■ **TEXT EXTRACT**:
However, we also used match on action during the narrative scenes (such as the example above); this is not common in music videos - we broke the convention of having no continuity within the video. We used match on action in all of the narrative scenes.
"when it comes to shot types, extremes are common" - Below is a slideshow showing our framing compared to reference texts. We conformed to the theory of having both extreme close up shots (such as the first slide), or establishing shots during the narrative scenes (slides 5a and 5b):

The band logo that is on every page.
Our website is synergistic with our album cover and overall band brand - it has the same colour scheme (black with neon rainbow) as the album art, as well as featuring the band logo on every page. This helps to anchor the band brand to the fans, as well as being synergistic with the album art, as the band logo is the front panel. By having the band image so clear, we are conforming to website conventions, as the website is the main hub for the artist, and must clearly convey the band image and brand so as to prevent confusion for the audience. We also decided to have a landing page with no information other than the band logo/name (pictured below), rather than having the home page as the first page. We felt like this conformed with the indie genre, as it is different and slightly mysterious, which is expected of indie bands - an example of this is Alt-J.

Our landing page
Alt-J's landing page
For our website, we used the convention of having large amounts of interactivity available for the audience. We drew inspiration from a number of websites, including The 1975 and George Ezra. For example, we have a rolling advert at the top, which leads to specific pages when clicked such as:

We also included videos, such as the music video itself, and a bloopers/behind the scenes video. This is common amongst music artists, as it gives the fans a chance to the see the making of the music videos, as well as what the artists are like when they aren't performing for the camera; this gives the fans a more personal, realistic portrayal of the artist as a person, making them feel more connected. Examples of this include George Ezra's Behind The Scenes video, and The 1975's video page on their website, which has a varitey of videos, such as Live performances - both are picture below.

We also increased purchasing opportunities; firstly we added an explicit link to the shop in the menu bar, as well as on the home page - the link is reminding fans of the recently released album, and links them to a place to purchase said album. We also have the same for purchasing tour tickets.

We also included an advert about the album on the scrolling advert, again to promote the album and to encourage fans to spend their disposable income on the album.
 Advertising a recent album, and having a merchandise shop, is a convention of music websites, such as George Ezra and The 1975, pictured below.

We also referenced Henry Jenkin's participatory culture theory, which can be defined as "all must believe they are free to contribute and that what they contribute will be appropriately valued". We included:

- social media links:
Our social media links - the band Facebook, Twitter and Instagram pages, as well as the i-Tunes page - we referenced sites such as George Ezra's, as shown below:
He also has Facebook, Twitter and Instagram links
By including these, we give the fans a chance to keep up to date with what the band is doing, which helps them to feel connected to the band. This encourages them to contribute by tweeting the band, or commenting on their Instagram pictures, in the hope that they will get a reply. This also encourages the fans to share content, which gratifies their social needs, as they can share content with friends and discuss what the band has been doing.

■ **REQUESTS**:
[A] Transcribe the passage of the band website write-up starting at "We also increased" and ending at "purchasing tour tickets.".
[B] According to the band website write-up, why did the group choose a landing page that shows only the band logo and name instead of opening on the home page? Answer in one to three sentences.
[C] In the band website write-up, what color scheme does the website share with the album art?
The rows after this point come from a separate source.

■ **DATASET ROWS**:
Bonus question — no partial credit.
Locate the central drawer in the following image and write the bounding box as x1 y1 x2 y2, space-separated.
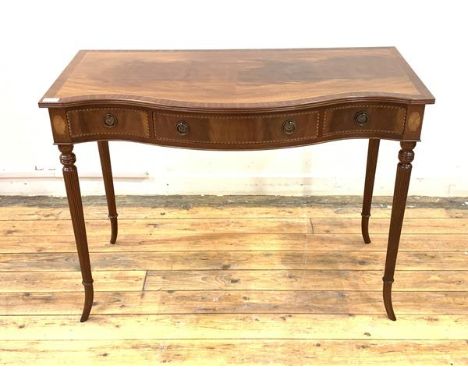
153 111 319 149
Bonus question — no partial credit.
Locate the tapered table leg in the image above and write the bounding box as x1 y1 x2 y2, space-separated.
383 142 416 321
98 141 119 244
361 139 380 244
58 145 94 322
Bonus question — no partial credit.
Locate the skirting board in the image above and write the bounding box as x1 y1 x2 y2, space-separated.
0 173 468 197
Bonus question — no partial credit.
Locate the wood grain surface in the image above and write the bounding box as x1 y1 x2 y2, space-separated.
39 47 434 110
0 197 468 365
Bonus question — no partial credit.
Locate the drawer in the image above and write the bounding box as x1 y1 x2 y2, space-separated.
153 111 319 148
67 108 150 139
322 104 406 136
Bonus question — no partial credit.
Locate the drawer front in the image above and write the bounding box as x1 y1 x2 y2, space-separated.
67 108 150 139
153 111 319 148
322 104 406 136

■ **RESULTS**:
[A]
We also increased purchasing opportunities; firstly we added an explicit link to the shop in the menu bar, as well as on the home page - the link is reminding fans of the recently released album, and links them to a place to purchase said album. We also have the same for purchasing tour tickets.

[B] They felt it suited the indie genre, because such a page is different and slightly mysterious, which is expected of indie bands. Alt-J is given as an example of a band that does this.

[C] Black with neon rainbow.